+++ GIVEN ENTRIES +++
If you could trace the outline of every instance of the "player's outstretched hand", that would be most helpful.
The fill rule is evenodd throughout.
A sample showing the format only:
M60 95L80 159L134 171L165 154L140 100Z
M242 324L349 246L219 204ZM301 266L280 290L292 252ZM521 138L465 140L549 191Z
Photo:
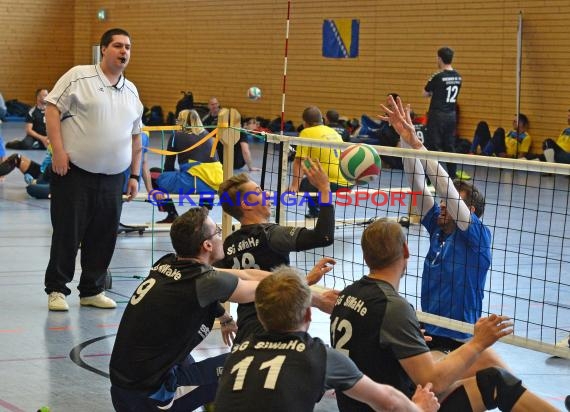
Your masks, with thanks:
M504 336L513 333L513 322L508 316L489 315L481 318L475 323L473 343L479 345L483 351Z
M338 296L340 295L340 290L326 290L324 292L314 292L311 296L311 304L321 310L322 312L331 314Z
M336 264L336 260L330 257L321 258L317 262L317 264L311 269L309 273L307 273L307 283L310 285L314 285L317 283L321 278L332 270L333 266Z
M410 105L407 104L404 107L400 97L394 100L394 98L389 95L386 99L386 105L381 106L385 114L383 116L379 115L378 117L389 122L394 130L398 132L400 138L405 141L408 146L414 149L421 148L423 145L416 135L416 129L414 128L412 117L410 115Z
M439 409L439 401L432 391L432 386L431 383L427 383L423 388L418 385L412 396L412 402L424 412L435 412Z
+++
TASK PROMPT :: Set down every record once more, word for word, without pictures.

SOLUTION TO THIS EXERCISE ::
If you could trace the outline of every instance of the "player's outstretched hand", that would be most helpful.
The fill rule is evenodd throughout.
A sample showing the format only:
M60 95L80 159L134 171L165 154L140 100Z
M242 324L349 246L219 204ZM301 266L280 290L292 252ZM521 138L465 140L549 191Z
Photo:
Your masks, with thanks:
M504 336L513 333L513 322L508 316L489 315L481 318L475 323L473 343L479 345L483 351Z
M338 296L340 295L340 290L326 290L324 292L314 292L311 296L311 304L321 310L322 312L331 314Z
M336 264L336 260L330 257L321 258L317 262L317 264L311 269L309 273L307 273L307 283L310 285L314 285L317 283L321 278L332 270L333 266Z
M410 105L407 104L404 107L400 97L394 100L394 98L389 95L386 99L386 105L381 106L385 114L383 116L379 115L378 117L389 122L394 130L398 132L400 138L405 141L408 146L414 149L421 148L423 145L416 135L416 129L414 128L412 117L410 115Z
M439 409L439 401L432 391L432 386L431 383L427 383L423 388L418 385L412 396L412 402L424 412L435 412Z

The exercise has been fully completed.